When I visit /pipeline from istio-ingressgateway via port-forward, I got:

url -v http://localhost:31380/pipeline
*   Trying 127.0.0.1:31380...
* Connected to localhost (127.0.0.1) port 31380 (#0)
> GET /pipeline HTTP/1.1
> Host: localhost:31380
> User-Agent: Mozilla/5.0 (Windows NT 10.0; rv:68.0) Gecko/20100101 Firefox/68.0
> Accept: */*
> Referer: 
> 
* Mark bundle as not supporting multiuse
< HTTP/1.1 503 Service Unavailable
< content-length: 91
< content-type: text/plain
< date: Sun, 26 Jul 2020 01:12:13 GMT
< server: istio-envoy
< 
* Connection #0 to host localhost left intact
upstream connect error or disconnect/reset before headers. reset reason: connection failure

However, pipeline UI itself works when I visit from its service ml-pipeline-ui.kubeflow.svc via port-foward.

Problem

If I delete the destinationrule ml-pipeline-ui OR just use DISABLE as its TLS connection mode, everything works very well. I tried some pipelines and it provisions pipeline instances under my profile namespace 🎉 .

This is the destinationrule I mentioned:

https://github.com/kubeflow/manifests/blob/baddd858737ea5c7c1f6799221e97ab107213ba7/pipeline/installs/multi-user/istio-authorization-config.yaml#L60-L68

@Bobgy I'm curious if ISTIO_MUTUAL works for service ml-pipeline-ui? b/c there's no Enovy sidecar for pods from deployment ml-pipeline-ui so is such a destination rule necessary?

Bobgy commented 4 years ago

@shawnzhu ibm platform should enable istio sidecar injection for kubeflow namespace in kfdef refer to https://github.com/kubeflow/manifests/blob/baddd858737ea5c7c1f6799221e97ab107213ba7/namespaces/base/namespaces.yaml#L7

shawnzhu commented 4 years ago

@Bobgy I've tested ☝️ PR where istio-injection: enabled is included (Thanks to @adrian555 ). KFP works from UI but I got error message when using KFP SDK from a notebook in my profile namespace:

client = kfp.Client()
EXPERIMENT_NAME = 'KFServing Experiments'
experiment = client.create_experiment(name=EXPERIMENT_NAME)

I got:

ApiException: (403)
Reason: Forbidden
HTTP response headers: HTTPHeaderDict({'content-length': '19', 'content-type': 'text/plain', 'date': 'Tue, 28 Jul 2020 16:08:15 GMT', 'server': 'envoy', 'x-envoy-upstream-service-time': '0'})
HTTP response body: RBAC: access denied

So I assume the authentication is passed via mTLS since both notebook pod and ml-pipeline.kubeflow.svc pod has sidcars. Does the RBAC access denied means it requires more rules for cluster role kubeflow-edit ? which hasn’t been changed since Oct 2019?

Collected material:
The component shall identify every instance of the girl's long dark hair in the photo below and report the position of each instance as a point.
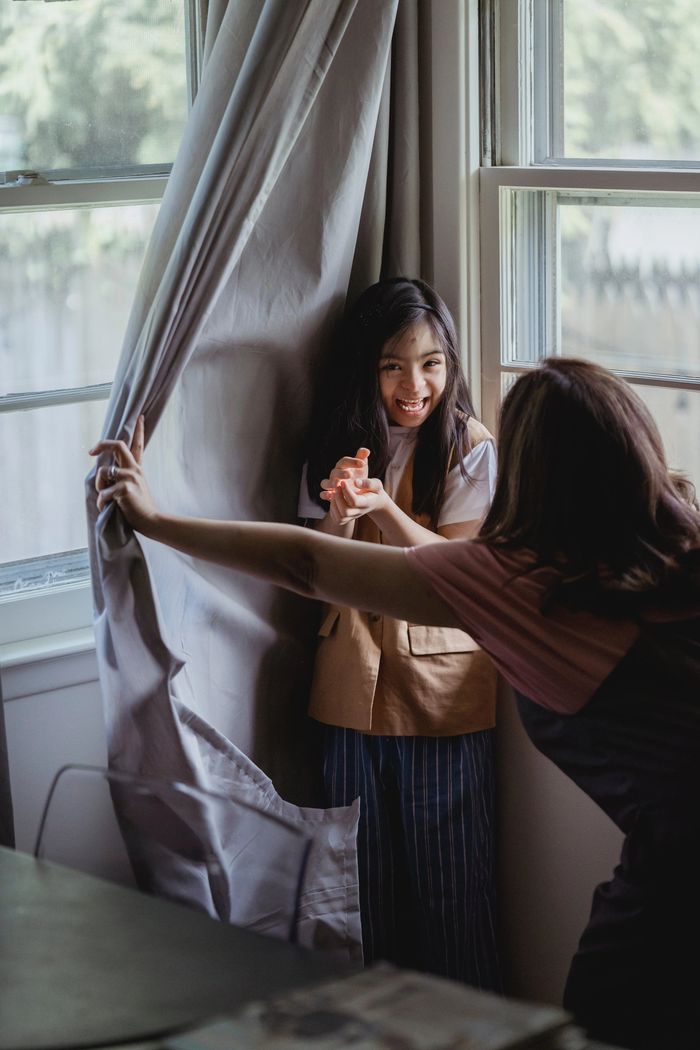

Description of the task: According to the Kubeflow pipelines thread, what two changes to the ml-pipeline-ui destination rule make everything work? Please answer in one sentence.

Reply: Deleting the ml-pipeline-ui destination rule or setting its TLS connection mode to DISABLE makes everything work.